> **Excerpt**:

German publishing company

The Ullstein Verlag was founded by Leopold Ullstein in 1877 in Berlin, and became one of the largest publishing companies of Germany. It published newspapers such as B.Z. and Berliner Morgenpost and books through its subsidiaries Ullstein Buchverlage and Propyläen.

==History==
===Founding to World War II===
On 14 July 1877, Leopold Ullstein purchased the Neue Berliner Tageblatt newspaper, a subsidiary of the liberal Berliner Tageblatt published by Rudolf Mosse, and on 1 January 1878 converted it into the Berliner Zeitung (B.Z.). In 1894 he also acquired the Berliner Illustrirte Zeitung weekly, which as technology advanced and permitted heavy use of photographs, became the most successful picture paper in Germany. The B.Z. am Mittag, relaunched in 1904, became Germany's first tabloid newspaper. Ullstein's sons Rudolf, Hans, Louis, Franz and Hermann inherited the publishing house and developed it further.

They acquired the reputable Vossische Zeitung, a liberal newspaper with a tradition dating back to 1617, while the left-wing Berliner Morgenpost established in 1898 reached a high number of subscribers.

From 1927, Ullstein also published Die Grüne Post weekly newspaper under chief editor Ehm Welk.

In 1919 the Propyläen Verlag (cf. Propylaea) was founded as an imprint for non-fiction books especially on history and art history as well as classical editions, but also for novels like Erich Maria Remarque's All Quiet on the Western Front first published in 1929. The number of authors working for Ullstein also included Vicki Baum, Thea von Harbou, and Franz Blei.

Between 1925 and 1927 the Ullstein Verlag had the new Ullsteinhaus print building erected in Berlin-Tempelhof, with a height of 76 m a "Brick Expressionist" landmark with a bronze sculpture of the "Ullstein Owl" by Fritz Klimsch.

=== Nazi Aryanization ===
Under the Ullstein family, the publishing house became the biggest in Europe. In 1933, when the Nazis came to power, the Ullstein brothers were publishing four daily newspapers as well as numerous magazines.

In 1934, the Jewish Ullstein family was seized by the Nazi authorities and their entire publishing enterprise forcibly "aryanized", with the business, valued at 60 million marks, sold under duress for 6 million. In 1937, Ullstein Verlag was renamed Deutscher Verlag, affiliated with the Franz Eher Nachfolger publishing house of the Nazi Party and editing the Deutsche Allgemeine Zeitung, as well as Das Reich and the Signal magazine from 1940 until the end of World War II.

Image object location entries
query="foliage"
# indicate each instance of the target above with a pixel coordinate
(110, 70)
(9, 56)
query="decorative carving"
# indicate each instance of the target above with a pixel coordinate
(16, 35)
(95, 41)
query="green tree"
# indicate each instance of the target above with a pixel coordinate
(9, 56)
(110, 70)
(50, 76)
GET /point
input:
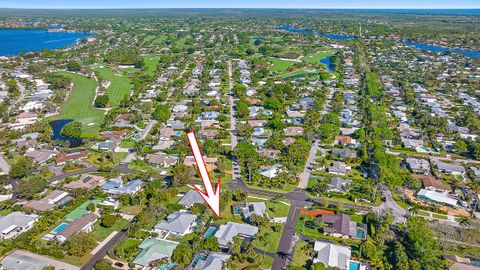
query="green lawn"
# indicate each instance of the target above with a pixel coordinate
(100, 233)
(120, 86)
(181, 42)
(78, 105)
(299, 257)
(280, 64)
(270, 243)
(315, 58)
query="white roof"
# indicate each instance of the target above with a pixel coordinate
(437, 197)
(331, 254)
(227, 232)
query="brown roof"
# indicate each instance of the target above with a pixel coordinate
(78, 225)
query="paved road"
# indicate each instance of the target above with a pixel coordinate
(147, 129)
(305, 175)
(4, 165)
(390, 205)
(103, 251)
(285, 248)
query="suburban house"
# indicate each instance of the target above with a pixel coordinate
(190, 198)
(448, 168)
(162, 160)
(154, 249)
(41, 156)
(339, 168)
(16, 223)
(55, 198)
(209, 261)
(432, 183)
(340, 225)
(209, 162)
(116, 186)
(345, 141)
(338, 184)
(419, 166)
(433, 196)
(87, 181)
(332, 255)
(344, 153)
(71, 157)
(84, 224)
(293, 131)
(177, 224)
(249, 209)
(227, 232)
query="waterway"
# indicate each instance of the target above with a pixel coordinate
(15, 41)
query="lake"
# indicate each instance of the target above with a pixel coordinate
(15, 41)
(57, 126)
(440, 49)
(292, 29)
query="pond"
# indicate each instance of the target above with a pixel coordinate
(292, 29)
(440, 49)
(327, 62)
(57, 126)
(15, 41)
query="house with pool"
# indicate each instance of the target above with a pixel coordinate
(177, 224)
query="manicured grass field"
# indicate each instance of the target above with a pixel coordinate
(120, 86)
(100, 233)
(315, 58)
(78, 105)
(280, 64)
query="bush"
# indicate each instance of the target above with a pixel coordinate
(108, 220)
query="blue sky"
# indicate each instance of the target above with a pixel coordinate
(239, 4)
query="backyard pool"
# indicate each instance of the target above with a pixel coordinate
(59, 228)
(166, 266)
(198, 259)
(353, 265)
(210, 232)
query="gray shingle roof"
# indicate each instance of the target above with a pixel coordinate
(178, 222)
(227, 232)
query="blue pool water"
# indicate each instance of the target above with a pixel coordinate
(59, 228)
(15, 41)
(360, 233)
(210, 232)
(197, 259)
(166, 266)
(353, 265)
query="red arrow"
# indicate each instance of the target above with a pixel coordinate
(212, 197)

> **Written request**:
Continue the text about the Ullstein Verlag, beginning right after its final sentence. These records have no connection to the text about the Ullstein publishing house.

> **Task result**:
===Post-war developments===
After the war the publishing house was restored to the Ullstein family, but soon came into financial problems. In 1956 a share of 26% was purchased by Axel Springer, becoming majority shareholder by 1960. Under Springer the remaining West Berlin newspapers Berliner Morgenpost and B.Z. shifted towards a right-wing alignment with a distinct anti-communist stance. The Aryanization of the Ullstein Verlag was played down.

The newspaper publishing branch was taken over by Axel Springer AG in 1956.

ullstein bild, a brand for the photo collection since 1877, is now under Axel Springer Syndication GmbH.

In spring 2017, Ullstein launched another imprint: Ullstein Five. The focus is on socially relevant yet accessible stories by German authors. The name is reminiscent of an Ullstein tradition: in the founding years of the publishing house, each of the five Ullstein brothers contributed according to their talents. Following the example of the five brothers, the program is designed across departments and together with the authors.

===Sale of company===
The Ullstein book-publishing house was sold to Random House in 2003. The sale, which was subject to the agreement of the Bundeskartellamt (German Federal Cartel Office), was only approved in part. The Heyne, Südwest and Diana publishing houses became part of Random House, and the remainder of the Ullstein group (Ullstein, Claassen, Econ, List, Marion von Schröder und Propyläen) was sold on to the Bonnier Group.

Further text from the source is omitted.